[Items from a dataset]
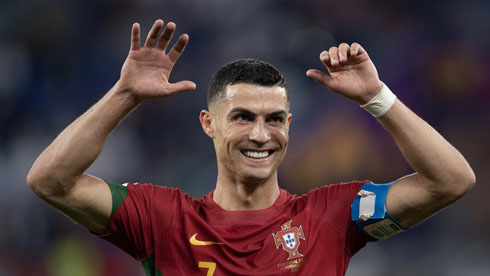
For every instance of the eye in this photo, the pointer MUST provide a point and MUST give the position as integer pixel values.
(276, 119)
(243, 118)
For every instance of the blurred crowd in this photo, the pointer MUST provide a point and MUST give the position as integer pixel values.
(58, 57)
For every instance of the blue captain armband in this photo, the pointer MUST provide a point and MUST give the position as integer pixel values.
(370, 214)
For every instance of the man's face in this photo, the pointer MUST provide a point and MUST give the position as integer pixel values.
(250, 131)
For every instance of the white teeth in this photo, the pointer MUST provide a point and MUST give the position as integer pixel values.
(256, 154)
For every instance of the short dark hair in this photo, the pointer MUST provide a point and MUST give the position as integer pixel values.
(249, 70)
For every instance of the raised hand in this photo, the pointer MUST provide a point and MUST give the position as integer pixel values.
(146, 71)
(351, 72)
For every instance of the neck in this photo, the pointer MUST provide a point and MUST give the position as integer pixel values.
(233, 195)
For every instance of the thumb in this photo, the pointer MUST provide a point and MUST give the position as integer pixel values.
(321, 77)
(182, 86)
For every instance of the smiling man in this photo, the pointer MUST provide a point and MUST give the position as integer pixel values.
(247, 225)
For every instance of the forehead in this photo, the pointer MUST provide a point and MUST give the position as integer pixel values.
(255, 98)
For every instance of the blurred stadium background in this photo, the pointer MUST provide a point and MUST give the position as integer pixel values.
(58, 57)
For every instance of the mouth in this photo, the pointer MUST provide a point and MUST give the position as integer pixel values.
(254, 154)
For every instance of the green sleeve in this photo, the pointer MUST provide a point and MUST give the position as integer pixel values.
(119, 193)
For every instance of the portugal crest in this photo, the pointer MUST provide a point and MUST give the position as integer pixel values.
(289, 238)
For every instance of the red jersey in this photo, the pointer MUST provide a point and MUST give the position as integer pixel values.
(175, 234)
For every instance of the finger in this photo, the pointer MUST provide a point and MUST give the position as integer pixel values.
(325, 59)
(182, 86)
(166, 36)
(178, 48)
(135, 37)
(356, 49)
(322, 78)
(333, 52)
(151, 39)
(318, 76)
(344, 52)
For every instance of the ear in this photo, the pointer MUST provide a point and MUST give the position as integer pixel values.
(207, 123)
(290, 116)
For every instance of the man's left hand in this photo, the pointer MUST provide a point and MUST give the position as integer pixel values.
(351, 72)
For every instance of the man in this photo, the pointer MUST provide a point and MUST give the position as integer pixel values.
(247, 225)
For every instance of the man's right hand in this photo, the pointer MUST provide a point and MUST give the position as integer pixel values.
(146, 71)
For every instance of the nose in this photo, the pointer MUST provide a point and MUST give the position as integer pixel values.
(260, 134)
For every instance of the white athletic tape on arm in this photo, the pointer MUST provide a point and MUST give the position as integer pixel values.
(366, 204)
(381, 103)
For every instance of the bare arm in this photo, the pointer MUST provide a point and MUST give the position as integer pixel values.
(442, 174)
(57, 175)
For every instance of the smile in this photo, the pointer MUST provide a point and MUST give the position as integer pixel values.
(257, 154)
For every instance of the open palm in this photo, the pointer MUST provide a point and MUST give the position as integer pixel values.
(146, 71)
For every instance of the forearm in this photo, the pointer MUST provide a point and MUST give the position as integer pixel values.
(427, 152)
(63, 162)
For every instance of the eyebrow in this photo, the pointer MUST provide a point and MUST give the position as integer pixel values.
(248, 112)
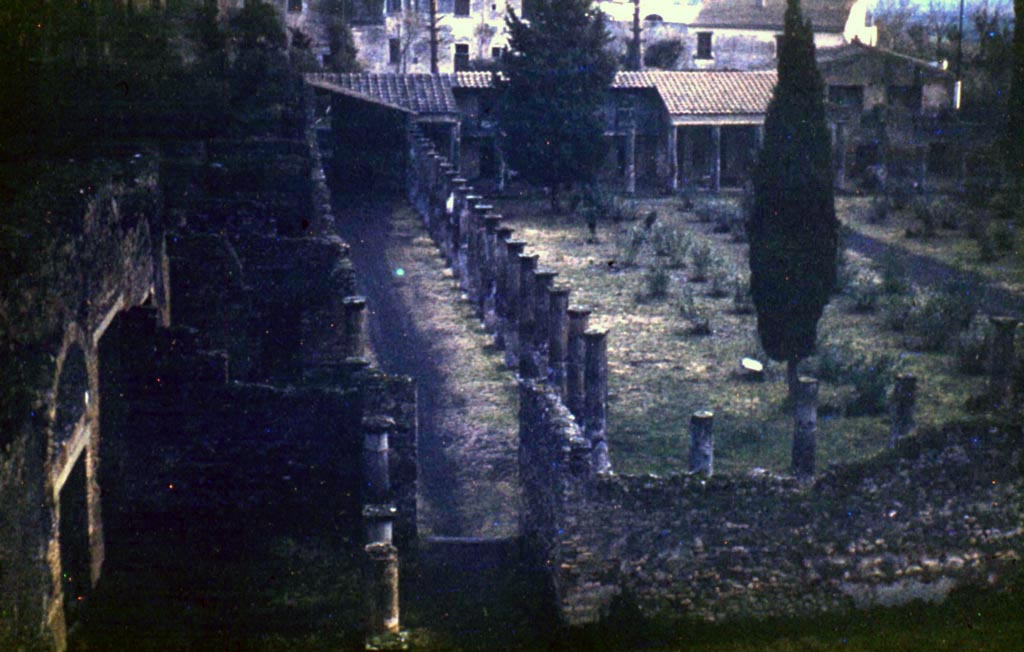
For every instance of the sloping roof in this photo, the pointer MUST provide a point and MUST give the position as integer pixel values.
(838, 57)
(706, 92)
(420, 93)
(825, 15)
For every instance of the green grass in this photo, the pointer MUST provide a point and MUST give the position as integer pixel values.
(659, 374)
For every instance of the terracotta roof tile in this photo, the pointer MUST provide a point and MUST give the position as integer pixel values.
(706, 92)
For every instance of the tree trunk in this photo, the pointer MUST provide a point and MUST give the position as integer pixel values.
(792, 378)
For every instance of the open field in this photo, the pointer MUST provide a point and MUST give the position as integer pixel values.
(660, 371)
(947, 229)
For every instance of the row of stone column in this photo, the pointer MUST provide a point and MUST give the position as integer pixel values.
(520, 303)
(379, 512)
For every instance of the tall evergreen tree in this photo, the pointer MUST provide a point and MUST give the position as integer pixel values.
(1015, 131)
(556, 74)
(793, 226)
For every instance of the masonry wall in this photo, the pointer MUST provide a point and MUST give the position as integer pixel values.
(942, 510)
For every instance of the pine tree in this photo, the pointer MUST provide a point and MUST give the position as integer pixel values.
(793, 226)
(1015, 126)
(556, 75)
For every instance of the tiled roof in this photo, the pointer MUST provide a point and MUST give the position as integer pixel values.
(825, 15)
(472, 80)
(420, 93)
(706, 92)
(834, 56)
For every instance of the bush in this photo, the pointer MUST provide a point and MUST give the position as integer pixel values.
(864, 293)
(895, 310)
(894, 277)
(700, 262)
(719, 284)
(878, 211)
(971, 349)
(630, 244)
(656, 280)
(923, 212)
(937, 317)
(671, 243)
(742, 303)
(698, 317)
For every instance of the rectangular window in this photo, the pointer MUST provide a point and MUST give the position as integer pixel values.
(461, 56)
(704, 45)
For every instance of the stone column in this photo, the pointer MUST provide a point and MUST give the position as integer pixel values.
(466, 231)
(701, 442)
(596, 395)
(503, 234)
(456, 145)
(354, 309)
(382, 590)
(840, 149)
(806, 428)
(716, 159)
(1000, 358)
(513, 249)
(576, 354)
(558, 337)
(527, 361)
(901, 407)
(488, 273)
(687, 135)
(544, 280)
(673, 159)
(631, 160)
(376, 482)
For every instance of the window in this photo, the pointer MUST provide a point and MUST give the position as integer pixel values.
(461, 56)
(704, 45)
(847, 96)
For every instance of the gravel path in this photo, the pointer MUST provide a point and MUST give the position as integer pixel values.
(927, 271)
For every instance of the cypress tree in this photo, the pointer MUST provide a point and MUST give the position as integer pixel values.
(1015, 126)
(793, 227)
(556, 74)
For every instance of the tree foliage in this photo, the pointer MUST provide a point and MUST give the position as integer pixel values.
(1015, 113)
(793, 228)
(556, 74)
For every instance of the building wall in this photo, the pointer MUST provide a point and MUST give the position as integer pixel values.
(479, 32)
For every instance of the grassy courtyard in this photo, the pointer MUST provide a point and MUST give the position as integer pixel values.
(673, 295)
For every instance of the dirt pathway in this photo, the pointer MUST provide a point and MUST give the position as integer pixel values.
(929, 272)
(419, 327)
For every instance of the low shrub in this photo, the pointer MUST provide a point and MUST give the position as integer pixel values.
(742, 303)
(720, 284)
(878, 211)
(971, 349)
(671, 243)
(894, 276)
(656, 280)
(697, 317)
(629, 245)
(864, 293)
(700, 262)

YOUR GOAL: The records above are to be restated exactly, without their pictures.

PROBLEM SOLUTION:
For every instance of the eye in this photo, the pointer MUST provide a point and MUST give the position as integer pixel values.
(276, 119)
(243, 118)
For every instance of the blurred crowd in this photo, the pointer MUST provide a point and MUST give the position as integer pixel values.
(58, 57)
For every instance of the blue captain armband in this photo, the pointer MUST provide a point and MUST give the position as integer pixel values.
(370, 214)
For every instance of the man's face in this photo, the pointer MUST provide a point and MUST give the position as integer pixel values.
(250, 131)
For every instance of the white teeth in this photo, the pointer MUST provide a point and MUST give the position as integer pixel values.
(256, 154)
For every instance of the short dark hair in this photo, the pointer MUST provide a point and MUST give the position as integer pixel values.
(249, 70)
For every instance of the raised hand in this photo, the pointer MUST provide a point and MUST give the position as integer pixel values.
(146, 71)
(351, 72)
For every instance of the neck in this photo, the pointer MUST provide a point and MUST give the position as integer pixel values.
(233, 195)
For every instance of the thumb in this photo, the pointer MUST provide a point and MUST give the position as integer pixel values.
(321, 77)
(182, 86)
For every instance of the smiling man in this photo, the pointer MUST provide a point and MUST give the position as integer pixel values.
(247, 225)
For every instance of the forehead in this photo, the pointer MUST provide a point and MUST give the position as integer pixel values.
(255, 98)
For every instance of the blurred stadium background in this photo, the pointer MUST provide a point and MUST give the position as integer pixel values.
(58, 57)
For every instance of the mouth in this photo, the pointer MUST provide a point and MUST give the position as integer pixel values.
(254, 154)
For every instance of the green sleeve in this photo, the pointer MUST provide a point and MUST give the position as integer pixel values.
(119, 193)
For every instance of the portugal crest in this photo, the pointer MUST provide a point and MUST give the position as integer pixel values.
(289, 238)
For every instance of the red jersey in this photo, the pointer MUST provide a point and MUST give the position as integer pixel values.
(175, 234)
For every instance of the finger in this photo, the pointer MUST provide a point and MUST give the position as integer pixel values.
(325, 59)
(182, 86)
(166, 36)
(178, 48)
(135, 37)
(356, 49)
(322, 78)
(333, 52)
(151, 39)
(318, 76)
(344, 52)
For every instance of the ear in this photo, the pointer MUST provide a point and MUST give the position as integer pixel values.
(207, 123)
(290, 116)
For every instance of the man's left hand in this photo, the pointer MUST provide a point and MUST give the position as integer pixel values.
(351, 72)
For every instance of the man in this photo, the pointer MUST provide a point and MUST give the position as integer pixel values.
(247, 225)
For every instance of the man's right hand in this photo, the pointer MUST provide a point and MUST give the position as integer pixel values.
(146, 71)
For every instance of the nose in this photo, the pointer MUST provide a point and MUST give the position as integer pixel values.
(260, 134)
For every instance of the white athletic tape on arm in this photo, the pointer MUST provide a point and MUST give the position as integer pixel values.
(366, 204)
(381, 103)
For every instance of the bare arm in this photo, the pointer MUST provide a point and MUST give the position as integer pixel values.
(442, 174)
(57, 175)
For every instance of the smile in this photo, the pointer MUST provide a point and MUST give the position as integer pixel values.
(257, 154)
For every instance of the open palm in this photo, the pointer MUST provide a point and MUST give the position as integer pixel values.
(146, 71)
For every instance of the forearm in this photo, the pointer MUST provide a point and MUST give the position as integer pixel values.
(427, 152)
(63, 162)
For every instance of the eyebrow in this photo, the pointer MUST provide a point and MUST give the position as integer pixel values.
(248, 112)
For every instance of the sloping roof in this photo, the pointer MUST provide a point and MUST give the position as integer pixel values.
(838, 57)
(706, 92)
(420, 93)
(825, 15)
For every instance of the green grass in this photo, the pointer MUST provide a point and MUST give the position as integer pixel values.
(659, 374)
For every instance of the terracotta roof tile in this photo, the pointer MUST provide a point and MUST give the position as integer pixel values.
(706, 92)
For every instance of the tree trunk in this photo, the pointer MUST provide a point and MUST give the position as integer pixel values.
(792, 378)
For every instance of the open field in this photo, the pointer MUST provide a point and MUST give the position as integer pixel values.
(660, 371)
(947, 229)
For every instance of the row of stone column in this photo, the pointer MUST provide a point and MUST give the position as integer pixel values.
(520, 303)
(379, 512)
For every instance of the tall evergreen tree in this photo, the pointer MUST provide a point and MUST give the position as integer pixel values.
(1015, 131)
(556, 74)
(793, 226)
For every instance of the masonry wall in this photo, the pointer MUST provide a point and MUST give the position as integer pixel values.
(942, 510)
For every instance of the pine tree in this photo, the pointer MUST provide a point and MUST give the position as integer pixel values.
(793, 226)
(1015, 126)
(556, 75)
For every instance of the tiled roof in this photo, the pointer MUST provide a point and MUST give the position as integer pixel values.
(825, 15)
(472, 80)
(420, 93)
(706, 92)
(834, 56)
For every instance of the bush in this photo, the pointer MUST provide a point and MUST give the position as integer pixel values.
(864, 293)
(895, 310)
(894, 277)
(700, 262)
(719, 284)
(878, 211)
(971, 349)
(630, 244)
(656, 280)
(923, 212)
(937, 317)
(671, 243)
(742, 303)
(698, 317)
For every instance of the rectangular window in this photo, the pointer MUST provide a point and MUST give the position as integer pixel values.
(461, 56)
(704, 45)
For every instance of the stone column in this photo, the pointer MUST provide a point and MUST give the position as integer pixel values.
(466, 231)
(701, 442)
(596, 395)
(503, 234)
(456, 145)
(354, 309)
(382, 590)
(840, 149)
(806, 428)
(716, 159)
(1000, 358)
(513, 249)
(576, 354)
(558, 337)
(527, 361)
(901, 407)
(488, 273)
(687, 135)
(544, 280)
(673, 159)
(631, 160)
(376, 482)
For every instance of the window in this photo, the pointer MUST provide a point and MUST give the position as integer pixel values.
(461, 56)
(704, 45)
(847, 96)
For every instance of the gravel path in this photo, the pointer MUST provide a point and MUST give the position as integer pixel values.
(927, 271)
For every instance of the cypress tree in this photo, the pointer MUST provide a point and MUST give the position as integer pixel values.
(1015, 126)
(793, 227)
(556, 74)
For every instance of the tree foliage in this photo, the pointer MUST provide a point and MUST give the position as integer pixel values.
(1015, 113)
(793, 228)
(556, 74)
For every instance of the building wall in this photo, the pointer MUST provide a point and MUST give the position as integer pixel values.
(479, 32)
For every instance of the grassy courtyard in this photo, the pointer MUST provide a point and MUST give the position as integer pixel values.
(673, 295)
For every instance of the dirt pathway in this photo, the pointer MUST provide a point and MUST give the position as integer pixel values.
(929, 272)
(419, 327)
For every instance of the low shrub in this photo, the pointer MUST provide a point and MUST give the position as integer pixel values.
(742, 303)
(720, 284)
(878, 211)
(971, 349)
(671, 243)
(894, 276)
(656, 280)
(697, 317)
(629, 245)
(864, 293)
(700, 262)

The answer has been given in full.